Stored entries
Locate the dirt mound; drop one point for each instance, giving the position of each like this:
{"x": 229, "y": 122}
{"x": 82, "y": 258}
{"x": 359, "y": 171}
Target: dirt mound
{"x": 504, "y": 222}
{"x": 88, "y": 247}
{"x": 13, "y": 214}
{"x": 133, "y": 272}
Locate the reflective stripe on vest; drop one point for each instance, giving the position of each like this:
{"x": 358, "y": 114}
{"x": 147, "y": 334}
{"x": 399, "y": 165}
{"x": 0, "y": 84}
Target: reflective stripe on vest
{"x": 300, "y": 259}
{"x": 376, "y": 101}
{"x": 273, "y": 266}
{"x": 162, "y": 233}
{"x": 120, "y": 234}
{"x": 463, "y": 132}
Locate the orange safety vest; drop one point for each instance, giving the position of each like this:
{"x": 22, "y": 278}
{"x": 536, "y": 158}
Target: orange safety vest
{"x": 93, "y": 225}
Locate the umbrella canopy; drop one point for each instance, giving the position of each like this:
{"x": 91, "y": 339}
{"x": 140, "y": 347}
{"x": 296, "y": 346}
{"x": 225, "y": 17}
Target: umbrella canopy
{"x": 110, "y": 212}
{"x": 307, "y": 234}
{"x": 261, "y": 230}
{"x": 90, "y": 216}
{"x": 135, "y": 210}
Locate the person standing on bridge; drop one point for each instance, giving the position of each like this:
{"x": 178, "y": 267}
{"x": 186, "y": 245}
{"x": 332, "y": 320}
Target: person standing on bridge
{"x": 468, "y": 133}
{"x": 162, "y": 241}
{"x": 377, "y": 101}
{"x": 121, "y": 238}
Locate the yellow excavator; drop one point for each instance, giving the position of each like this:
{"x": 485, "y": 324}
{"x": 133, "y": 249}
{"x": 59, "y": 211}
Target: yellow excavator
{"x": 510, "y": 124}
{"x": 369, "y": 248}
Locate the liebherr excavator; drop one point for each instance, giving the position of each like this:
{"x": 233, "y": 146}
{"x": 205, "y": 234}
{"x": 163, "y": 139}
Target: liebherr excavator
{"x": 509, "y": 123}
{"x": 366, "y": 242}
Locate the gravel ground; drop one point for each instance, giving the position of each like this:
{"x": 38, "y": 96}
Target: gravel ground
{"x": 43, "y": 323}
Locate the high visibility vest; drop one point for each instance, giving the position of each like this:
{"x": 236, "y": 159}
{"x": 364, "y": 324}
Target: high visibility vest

Given task:
Every line of the records above needs to be given again exactly.

Solution to the exercise:
Locate the dirt mound; drop one point for each instance, giving the position of each like this:
{"x": 229, "y": 122}
{"x": 82, "y": 258}
{"x": 359, "y": 171}
Target: dirt mound
{"x": 504, "y": 222}
{"x": 88, "y": 247}
{"x": 13, "y": 214}
{"x": 133, "y": 272}
Locate the reflective stripe on vest; drop one point for each instance, giving the position of each like this:
{"x": 358, "y": 114}
{"x": 147, "y": 334}
{"x": 399, "y": 165}
{"x": 0, "y": 84}
Target: reflective stripe on vest
{"x": 300, "y": 259}
{"x": 376, "y": 101}
{"x": 273, "y": 266}
{"x": 162, "y": 233}
{"x": 120, "y": 234}
{"x": 463, "y": 132}
Locate the orange safety vest; drop one point for each instance, giving the position of each like this:
{"x": 22, "y": 278}
{"x": 536, "y": 158}
Target: orange safety vest
{"x": 93, "y": 225}
Locate the umbrella canopy; drop one point for each instance, giving the position of each like this:
{"x": 91, "y": 339}
{"x": 140, "y": 347}
{"x": 296, "y": 346}
{"x": 225, "y": 17}
Target: umbrella canopy
{"x": 110, "y": 212}
{"x": 307, "y": 234}
{"x": 261, "y": 230}
{"x": 90, "y": 216}
{"x": 135, "y": 210}
Locate the person standing on bridge; drop one point for each instance, giving the position of each like this:
{"x": 178, "y": 267}
{"x": 186, "y": 245}
{"x": 332, "y": 320}
Target: person standing on bridge
{"x": 468, "y": 133}
{"x": 162, "y": 241}
{"x": 377, "y": 101}
{"x": 121, "y": 238}
Locate the yellow excavator; drop one point for each instance, giving the position of each like this:
{"x": 485, "y": 324}
{"x": 133, "y": 249}
{"x": 59, "y": 211}
Target: yellow excavator
{"x": 510, "y": 124}
{"x": 369, "y": 248}
Locate the liebherr excavator; drop one point for each instance, giving the position of each like this:
{"x": 233, "y": 146}
{"x": 205, "y": 234}
{"x": 163, "y": 139}
Target: liebherr excavator
{"x": 509, "y": 123}
{"x": 366, "y": 242}
Locate the gravel ground; drop one point for each instance, giving the position of each like this:
{"x": 38, "y": 96}
Target: gravel ground
{"x": 43, "y": 323}
Locate the high visibility vest; drop one point for each instance, giving the position of each like this:
{"x": 236, "y": 159}
{"x": 364, "y": 324}
Target: high visibility vest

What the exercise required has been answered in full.